Task brief | Every entry below must be copied exactly, with nothing left out.
____ Dataset entries
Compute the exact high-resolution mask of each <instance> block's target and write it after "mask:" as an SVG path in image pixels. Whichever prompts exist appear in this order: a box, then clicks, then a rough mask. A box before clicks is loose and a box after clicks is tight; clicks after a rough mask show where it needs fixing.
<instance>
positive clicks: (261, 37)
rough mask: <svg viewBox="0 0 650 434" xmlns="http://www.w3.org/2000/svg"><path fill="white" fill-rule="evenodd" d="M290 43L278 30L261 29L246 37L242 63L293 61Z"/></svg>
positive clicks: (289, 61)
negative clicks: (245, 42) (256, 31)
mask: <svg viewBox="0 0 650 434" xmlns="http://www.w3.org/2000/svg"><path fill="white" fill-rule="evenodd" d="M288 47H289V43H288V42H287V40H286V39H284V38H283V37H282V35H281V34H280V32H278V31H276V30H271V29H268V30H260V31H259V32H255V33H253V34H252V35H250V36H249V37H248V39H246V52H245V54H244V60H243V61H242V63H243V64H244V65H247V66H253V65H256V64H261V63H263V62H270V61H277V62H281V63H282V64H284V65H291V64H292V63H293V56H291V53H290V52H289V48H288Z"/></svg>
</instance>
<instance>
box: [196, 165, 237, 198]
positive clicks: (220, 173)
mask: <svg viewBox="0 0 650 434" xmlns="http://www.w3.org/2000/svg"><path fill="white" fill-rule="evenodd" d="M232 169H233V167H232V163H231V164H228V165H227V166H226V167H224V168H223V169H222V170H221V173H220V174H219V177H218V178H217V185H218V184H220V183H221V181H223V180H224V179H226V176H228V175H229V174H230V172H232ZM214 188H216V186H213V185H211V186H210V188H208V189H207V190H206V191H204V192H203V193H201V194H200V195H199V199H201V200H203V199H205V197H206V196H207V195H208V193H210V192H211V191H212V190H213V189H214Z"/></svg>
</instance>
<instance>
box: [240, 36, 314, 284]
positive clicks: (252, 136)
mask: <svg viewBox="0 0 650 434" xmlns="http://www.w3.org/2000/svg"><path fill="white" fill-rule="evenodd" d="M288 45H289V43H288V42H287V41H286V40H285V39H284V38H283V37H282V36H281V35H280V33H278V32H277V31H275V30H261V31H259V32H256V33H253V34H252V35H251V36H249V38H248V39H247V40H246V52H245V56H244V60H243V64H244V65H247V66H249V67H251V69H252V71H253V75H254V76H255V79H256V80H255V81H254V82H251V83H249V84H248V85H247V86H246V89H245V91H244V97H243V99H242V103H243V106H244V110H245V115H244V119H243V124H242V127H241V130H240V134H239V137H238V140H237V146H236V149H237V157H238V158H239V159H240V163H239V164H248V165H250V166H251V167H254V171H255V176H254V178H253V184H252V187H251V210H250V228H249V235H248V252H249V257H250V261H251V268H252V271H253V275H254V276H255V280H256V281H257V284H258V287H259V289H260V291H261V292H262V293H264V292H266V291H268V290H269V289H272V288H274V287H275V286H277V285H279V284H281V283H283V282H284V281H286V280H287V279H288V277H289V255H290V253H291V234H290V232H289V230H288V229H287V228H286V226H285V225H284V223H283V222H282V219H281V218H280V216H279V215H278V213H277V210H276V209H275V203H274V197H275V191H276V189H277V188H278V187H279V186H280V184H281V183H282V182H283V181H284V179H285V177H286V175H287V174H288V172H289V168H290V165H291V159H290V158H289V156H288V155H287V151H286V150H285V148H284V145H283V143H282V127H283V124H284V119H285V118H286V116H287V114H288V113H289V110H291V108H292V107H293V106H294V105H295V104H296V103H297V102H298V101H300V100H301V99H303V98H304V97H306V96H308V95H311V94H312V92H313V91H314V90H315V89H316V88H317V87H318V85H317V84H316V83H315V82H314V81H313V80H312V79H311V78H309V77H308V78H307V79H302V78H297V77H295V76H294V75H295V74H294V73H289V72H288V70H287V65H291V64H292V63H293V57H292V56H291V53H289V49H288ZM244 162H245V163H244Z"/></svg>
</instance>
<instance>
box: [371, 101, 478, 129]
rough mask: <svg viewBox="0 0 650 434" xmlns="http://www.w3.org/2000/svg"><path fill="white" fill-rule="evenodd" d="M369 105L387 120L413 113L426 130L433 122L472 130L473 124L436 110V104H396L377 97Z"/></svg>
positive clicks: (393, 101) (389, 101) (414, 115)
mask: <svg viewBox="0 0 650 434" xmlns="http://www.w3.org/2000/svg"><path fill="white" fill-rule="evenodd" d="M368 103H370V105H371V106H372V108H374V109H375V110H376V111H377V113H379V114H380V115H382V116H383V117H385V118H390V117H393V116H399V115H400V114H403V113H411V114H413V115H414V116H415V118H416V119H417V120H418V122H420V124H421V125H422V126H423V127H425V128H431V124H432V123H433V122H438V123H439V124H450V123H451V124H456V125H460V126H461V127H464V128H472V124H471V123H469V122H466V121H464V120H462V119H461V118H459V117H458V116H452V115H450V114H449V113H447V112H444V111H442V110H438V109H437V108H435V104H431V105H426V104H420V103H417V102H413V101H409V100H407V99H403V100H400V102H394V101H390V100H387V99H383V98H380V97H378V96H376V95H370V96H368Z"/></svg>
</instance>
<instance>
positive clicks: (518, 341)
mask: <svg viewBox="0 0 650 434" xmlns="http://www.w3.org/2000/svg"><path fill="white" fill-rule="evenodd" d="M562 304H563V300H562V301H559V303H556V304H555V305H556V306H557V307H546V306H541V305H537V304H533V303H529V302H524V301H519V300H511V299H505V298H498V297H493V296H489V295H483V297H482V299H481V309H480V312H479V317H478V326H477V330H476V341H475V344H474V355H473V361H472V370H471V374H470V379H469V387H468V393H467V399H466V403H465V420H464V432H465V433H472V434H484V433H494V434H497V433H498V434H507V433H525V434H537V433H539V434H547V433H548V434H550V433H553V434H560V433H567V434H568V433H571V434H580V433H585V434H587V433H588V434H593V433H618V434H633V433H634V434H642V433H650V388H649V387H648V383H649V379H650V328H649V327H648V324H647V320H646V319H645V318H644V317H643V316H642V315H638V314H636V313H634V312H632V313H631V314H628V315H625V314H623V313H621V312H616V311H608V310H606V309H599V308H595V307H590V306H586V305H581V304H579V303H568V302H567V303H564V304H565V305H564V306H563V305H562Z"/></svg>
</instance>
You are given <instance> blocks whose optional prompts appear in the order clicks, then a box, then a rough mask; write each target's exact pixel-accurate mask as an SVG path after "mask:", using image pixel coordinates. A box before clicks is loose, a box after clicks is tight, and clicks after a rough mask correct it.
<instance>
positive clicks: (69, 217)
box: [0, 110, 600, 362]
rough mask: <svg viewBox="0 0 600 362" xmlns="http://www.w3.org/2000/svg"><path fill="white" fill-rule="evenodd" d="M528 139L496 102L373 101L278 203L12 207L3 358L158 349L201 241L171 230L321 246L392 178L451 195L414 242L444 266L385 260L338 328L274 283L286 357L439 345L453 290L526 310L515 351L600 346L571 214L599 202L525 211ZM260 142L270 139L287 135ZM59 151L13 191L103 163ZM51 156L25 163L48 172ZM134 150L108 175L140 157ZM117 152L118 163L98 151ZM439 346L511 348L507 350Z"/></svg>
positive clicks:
________
Response for this exercise |
Compute the exact high-resolution mask of each <instance> block's target and write it after "mask:" as an SVG path in image pixels. Whichever prompts exist appear in this order: a box, then clicks, then a rough mask. A box before clicks is loose and a box after clicks is tight; clicks after a rough mask show where it needs fixing.
<instance>
positive clicks: (261, 37)
rough mask: <svg viewBox="0 0 650 434" xmlns="http://www.w3.org/2000/svg"><path fill="white" fill-rule="evenodd" d="M290 43L278 30L261 29L246 37L242 63L293 61Z"/></svg>
positive clicks: (289, 61)
negative clicks: (245, 42) (256, 31)
mask: <svg viewBox="0 0 650 434" xmlns="http://www.w3.org/2000/svg"><path fill="white" fill-rule="evenodd" d="M288 47H289V43H288V42H287V40H286V39H284V38H283V37H282V35H281V34H280V32H278V31H276V30H271V29H268V30H260V31H259V32H255V33H253V34H252V35H250V36H249V37H248V39H246V52H245V54H244V60H243V61H242V63H243V64H244V65H247V66H253V65H256V64H261V63H263V62H270V61H277V62H281V63H282V64H284V65H291V64H292V63H293V56H291V53H290V52H289V48H288Z"/></svg>
</instance>
<instance>
box: [196, 165, 237, 198]
positive clicks: (220, 173)
mask: <svg viewBox="0 0 650 434" xmlns="http://www.w3.org/2000/svg"><path fill="white" fill-rule="evenodd" d="M232 169H233V167H232V163H231V164H228V165H227V166H226V167H224V168H223V169H222V170H221V173H220V174H219V177H218V178H217V185H218V184H220V183H221V181H223V180H224V179H226V176H228V175H229V174H230V172H232ZM214 188H216V186H213V185H211V186H210V188H208V189H207V190H206V191H204V192H203V193H201V194H200V195H199V199H201V200H203V199H205V197H206V196H207V195H208V193H210V192H211V191H212V190H213V189H214Z"/></svg>
</instance>
<instance>
box: [240, 36, 314, 284]
positive clicks: (252, 136)
mask: <svg viewBox="0 0 650 434" xmlns="http://www.w3.org/2000/svg"><path fill="white" fill-rule="evenodd" d="M288 45H289V43H288V42H287V41H286V40H285V39H284V38H283V37H282V36H281V35H280V33H278V32H277V31H275V30H261V31H259V32H256V33H253V34H252V35H251V36H249V38H248V39H247V40H246V52H245V56H244V60H243V64H244V65H247V66H249V67H251V69H252V71H253V75H254V76H255V79H256V80H255V81H254V82H251V83H249V84H248V85H247V86H246V89H245V91H244V97H243V99H242V103H243V106H244V110H245V115H244V119H243V124H242V127H241V130H240V134H239V137H238V140H237V146H236V149H237V157H238V158H239V159H240V163H239V164H248V165H250V166H251V167H254V171H255V176H254V178H253V184H252V187H251V210H250V228H249V235H248V252H249V257H250V261H251V268H252V271H253V275H254V276H255V280H256V281H257V284H258V287H259V289H260V291H261V292H262V293H264V292H266V291H268V290H269V289H272V288H274V287H275V286H277V285H279V284H281V283H283V282H284V281H286V280H287V279H288V277H289V255H290V253H291V234H290V232H289V230H288V229H287V228H286V226H285V225H284V223H283V222H282V219H281V218H280V216H279V215H278V213H277V210H276V209H275V203H274V197H275V191H276V189H277V188H278V187H279V186H280V184H281V183H282V182H283V181H284V179H285V177H286V175H287V174H288V172H289V168H290V165H291V159H290V158H289V156H288V155H287V151H286V150H285V148H284V145H283V143H282V127H283V124H284V119H285V118H286V116H287V114H288V113H289V110H291V108H292V107H293V106H294V105H295V104H296V103H297V102H298V101H300V100H301V99H303V98H304V97H306V96H308V95H311V94H312V92H313V91H314V90H315V89H316V88H317V87H318V85H317V84H316V83H315V82H314V81H313V80H312V79H311V78H309V77H308V78H307V79H302V78H297V77H295V76H294V75H295V74H294V73H289V72H288V70H287V65H291V64H292V63H293V57H292V56H291V53H289V49H288ZM244 162H245V163H244Z"/></svg>
</instance>
<instance>
box: [371, 101, 478, 129]
rough mask: <svg viewBox="0 0 650 434" xmlns="http://www.w3.org/2000/svg"><path fill="white" fill-rule="evenodd" d="M369 105L387 120L413 113L426 130L433 122L472 130L473 124L436 110V104H396L377 97Z"/></svg>
positive clicks: (393, 101) (389, 101) (414, 115)
mask: <svg viewBox="0 0 650 434" xmlns="http://www.w3.org/2000/svg"><path fill="white" fill-rule="evenodd" d="M368 103H370V105H371V106H372V108H374V109H375V110H376V111H377V113H379V114H380V115H382V116H383V117H385V118H390V117H393V116H399V115H400V114H403V113H411V114H413V115H414V116H415V118H416V119H417V120H418V122H420V124H421V125H422V126H423V127H425V128H431V124H432V123H433V122H438V123H439V124H450V123H451V124H456V125H460V126H461V127H464V128H472V124H471V123H469V122H466V121H464V120H462V119H461V118H459V117H458V116H452V115H450V114H449V113H447V112H444V111H442V110H438V109H437V108H435V104H431V105H426V104H420V103H417V102H413V101H409V100H407V99H403V100H400V102H394V101H390V100H387V99H383V98H380V97H378V96H376V95H370V96H368Z"/></svg>
</instance>
<instance>
positive clicks: (518, 341)
mask: <svg viewBox="0 0 650 434" xmlns="http://www.w3.org/2000/svg"><path fill="white" fill-rule="evenodd" d="M562 304H563V300H562V301H559V303H556V304H555V305H556V306H557V307H546V306H541V305H537V304H533V303H529V302H524V301H519V300H511V299H505V298H498V297H493V296H489V295H483V297H482V299H481V309H480V312H479V317H478V326H477V330H476V341H475V344H474V355H473V361H472V370H471V374H470V379H469V387H468V393H467V399H466V403H465V420H464V432H465V433H472V434H484V433H494V434H497V433H498V434H507V433H525V434H537V433H539V434H547V433H548V434H550V433H553V434H560V433H567V434H568V433H571V434H580V433H585V434H587V433H588V434H593V433H618V434H633V433H634V434H642V433H650V388H649V387H648V383H649V379H650V328H649V327H648V324H647V320H646V319H645V318H644V317H643V316H642V315H638V314H636V313H634V312H632V313H631V314H628V315H625V314H623V313H621V312H616V311H608V310H606V309H599V308H595V307H590V306H586V305H581V304H579V303H568V302H567V303H564V304H565V305H564V306H563V305H562Z"/></svg>
</instance>
You are given <instance> blocks whose optional prompts appear in the order clicks, then a box, then a rough mask; write each target's exact pixel-accurate mask as an SVG path after "mask:", using image pixel coordinates. A box before clicks is loose, a box after clicks is tight, and clicks after a rough mask correct it.
<instance>
positive clicks: (69, 217)
box: [0, 110, 600, 362]
rough mask: <svg viewBox="0 0 600 362" xmlns="http://www.w3.org/2000/svg"><path fill="white" fill-rule="evenodd" d="M528 139L496 102L373 101L278 203L12 207L3 358L158 349L201 241L171 230L321 246L392 178L451 195L414 242L444 266L385 260L338 328L274 283L286 357L439 345L453 290L526 310L515 351L600 346L571 214L599 202L525 211ZM260 142L270 139L287 135ZM59 151L13 191L103 163ZM51 156L25 163L48 172ZM134 150L108 175L140 157ZM117 152L118 163L98 151ZM439 346L511 348L507 350Z"/></svg>
positive clicks:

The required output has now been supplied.